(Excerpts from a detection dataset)
::::::::::

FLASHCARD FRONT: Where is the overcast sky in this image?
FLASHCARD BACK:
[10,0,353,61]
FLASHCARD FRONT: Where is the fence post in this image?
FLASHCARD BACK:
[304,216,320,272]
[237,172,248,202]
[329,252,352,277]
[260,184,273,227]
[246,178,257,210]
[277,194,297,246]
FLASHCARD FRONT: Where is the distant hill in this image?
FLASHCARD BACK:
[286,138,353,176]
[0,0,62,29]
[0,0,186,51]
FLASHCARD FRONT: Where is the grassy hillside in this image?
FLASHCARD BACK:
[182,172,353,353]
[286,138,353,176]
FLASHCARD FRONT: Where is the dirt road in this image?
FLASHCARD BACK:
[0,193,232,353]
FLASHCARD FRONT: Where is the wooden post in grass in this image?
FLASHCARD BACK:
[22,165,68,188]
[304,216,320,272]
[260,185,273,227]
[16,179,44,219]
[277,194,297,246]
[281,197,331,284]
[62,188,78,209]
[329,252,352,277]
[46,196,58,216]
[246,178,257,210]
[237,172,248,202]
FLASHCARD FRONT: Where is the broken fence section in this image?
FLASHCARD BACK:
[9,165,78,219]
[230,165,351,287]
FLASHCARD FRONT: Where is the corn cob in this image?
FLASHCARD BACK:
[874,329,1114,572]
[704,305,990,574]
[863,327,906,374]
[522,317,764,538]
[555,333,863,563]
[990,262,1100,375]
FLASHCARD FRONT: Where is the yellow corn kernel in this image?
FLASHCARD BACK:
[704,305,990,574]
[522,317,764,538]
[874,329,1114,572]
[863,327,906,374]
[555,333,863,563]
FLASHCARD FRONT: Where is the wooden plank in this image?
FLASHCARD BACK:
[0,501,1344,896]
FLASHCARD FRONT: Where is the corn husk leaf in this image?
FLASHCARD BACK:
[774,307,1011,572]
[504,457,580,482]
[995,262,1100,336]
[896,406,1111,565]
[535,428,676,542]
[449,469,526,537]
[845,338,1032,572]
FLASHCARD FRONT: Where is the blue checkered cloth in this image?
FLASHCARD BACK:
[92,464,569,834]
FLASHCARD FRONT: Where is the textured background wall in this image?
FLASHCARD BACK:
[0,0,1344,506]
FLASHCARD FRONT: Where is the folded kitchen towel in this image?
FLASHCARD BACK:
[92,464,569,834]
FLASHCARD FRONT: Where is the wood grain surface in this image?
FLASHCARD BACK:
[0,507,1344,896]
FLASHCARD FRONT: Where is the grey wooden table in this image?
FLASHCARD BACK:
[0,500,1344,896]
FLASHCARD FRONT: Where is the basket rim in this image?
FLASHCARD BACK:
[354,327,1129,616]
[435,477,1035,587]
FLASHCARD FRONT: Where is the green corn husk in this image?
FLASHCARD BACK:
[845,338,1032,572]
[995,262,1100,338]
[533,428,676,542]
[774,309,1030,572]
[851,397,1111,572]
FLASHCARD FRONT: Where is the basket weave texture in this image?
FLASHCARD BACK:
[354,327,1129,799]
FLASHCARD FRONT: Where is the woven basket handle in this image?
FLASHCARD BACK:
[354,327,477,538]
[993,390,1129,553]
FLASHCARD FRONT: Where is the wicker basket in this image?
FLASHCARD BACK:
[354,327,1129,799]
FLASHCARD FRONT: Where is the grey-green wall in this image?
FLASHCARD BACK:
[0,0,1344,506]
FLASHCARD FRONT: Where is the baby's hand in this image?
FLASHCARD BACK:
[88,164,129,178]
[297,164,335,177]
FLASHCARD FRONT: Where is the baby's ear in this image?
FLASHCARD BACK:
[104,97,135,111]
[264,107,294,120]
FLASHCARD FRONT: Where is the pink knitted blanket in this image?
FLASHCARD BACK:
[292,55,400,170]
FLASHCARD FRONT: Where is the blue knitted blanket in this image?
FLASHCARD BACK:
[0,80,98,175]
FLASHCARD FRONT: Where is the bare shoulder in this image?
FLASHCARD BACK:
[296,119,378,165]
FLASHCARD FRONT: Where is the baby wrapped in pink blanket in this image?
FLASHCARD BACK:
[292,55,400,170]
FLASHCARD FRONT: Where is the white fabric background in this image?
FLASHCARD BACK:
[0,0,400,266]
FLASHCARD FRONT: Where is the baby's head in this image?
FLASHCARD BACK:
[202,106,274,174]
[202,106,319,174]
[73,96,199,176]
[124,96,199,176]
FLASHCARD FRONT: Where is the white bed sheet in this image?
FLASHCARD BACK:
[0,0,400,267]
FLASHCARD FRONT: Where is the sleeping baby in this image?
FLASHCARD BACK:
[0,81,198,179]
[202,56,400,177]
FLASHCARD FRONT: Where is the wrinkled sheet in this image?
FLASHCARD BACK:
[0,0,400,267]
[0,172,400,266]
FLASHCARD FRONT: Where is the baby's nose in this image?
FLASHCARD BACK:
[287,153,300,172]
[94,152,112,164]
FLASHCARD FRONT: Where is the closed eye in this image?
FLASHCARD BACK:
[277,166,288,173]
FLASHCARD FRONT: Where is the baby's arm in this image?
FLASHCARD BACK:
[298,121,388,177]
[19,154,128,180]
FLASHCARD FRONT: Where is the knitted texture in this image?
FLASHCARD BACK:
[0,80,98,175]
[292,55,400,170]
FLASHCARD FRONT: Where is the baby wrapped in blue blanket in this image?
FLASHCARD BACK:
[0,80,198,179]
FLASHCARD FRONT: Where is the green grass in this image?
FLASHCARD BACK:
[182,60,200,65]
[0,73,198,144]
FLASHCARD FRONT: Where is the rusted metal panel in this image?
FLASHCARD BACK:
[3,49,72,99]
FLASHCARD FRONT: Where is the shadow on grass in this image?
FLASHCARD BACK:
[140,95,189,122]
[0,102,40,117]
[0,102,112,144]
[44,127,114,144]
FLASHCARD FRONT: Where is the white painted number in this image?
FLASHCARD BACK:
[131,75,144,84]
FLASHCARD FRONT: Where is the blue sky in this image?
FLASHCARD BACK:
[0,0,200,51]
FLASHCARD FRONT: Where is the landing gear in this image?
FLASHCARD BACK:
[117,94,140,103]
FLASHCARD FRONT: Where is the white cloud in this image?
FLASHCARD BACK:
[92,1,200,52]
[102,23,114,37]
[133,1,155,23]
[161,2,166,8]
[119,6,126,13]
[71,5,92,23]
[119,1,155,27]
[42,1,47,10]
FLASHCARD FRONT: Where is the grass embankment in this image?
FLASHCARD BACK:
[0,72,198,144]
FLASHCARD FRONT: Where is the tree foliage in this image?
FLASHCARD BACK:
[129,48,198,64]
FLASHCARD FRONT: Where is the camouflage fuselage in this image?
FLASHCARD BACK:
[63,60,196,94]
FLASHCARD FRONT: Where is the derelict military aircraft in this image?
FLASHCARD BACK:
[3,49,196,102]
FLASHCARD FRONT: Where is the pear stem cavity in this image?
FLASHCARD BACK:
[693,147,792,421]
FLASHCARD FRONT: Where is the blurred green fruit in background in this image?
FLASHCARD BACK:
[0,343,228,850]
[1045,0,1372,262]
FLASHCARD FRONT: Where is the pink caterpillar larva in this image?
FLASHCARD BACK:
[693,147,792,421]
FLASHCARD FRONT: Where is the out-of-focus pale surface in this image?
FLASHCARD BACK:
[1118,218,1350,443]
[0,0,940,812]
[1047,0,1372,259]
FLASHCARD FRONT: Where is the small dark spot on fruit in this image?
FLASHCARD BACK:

::::::::::

**Task goal**.
Retype everything from the start of the rows down to the line containing "[0,0,186,51]", keeping every line unchanged.

**Output**.
FLASHCARD FRONT: Where is the overcast sky in this image?
FLASHCARD BACK:
[10,0,353,61]
FLASHCARD FRONT: Where is the fence post in this image?
FLASHCARD BACK:
[304,216,320,272]
[237,172,248,202]
[329,252,352,277]
[260,184,273,227]
[246,178,257,210]
[277,194,297,246]
FLASHCARD FRONT: Where is the distant hill in this image?
FLASHCARD BACK:
[286,138,353,176]
[0,0,62,29]
[0,0,186,51]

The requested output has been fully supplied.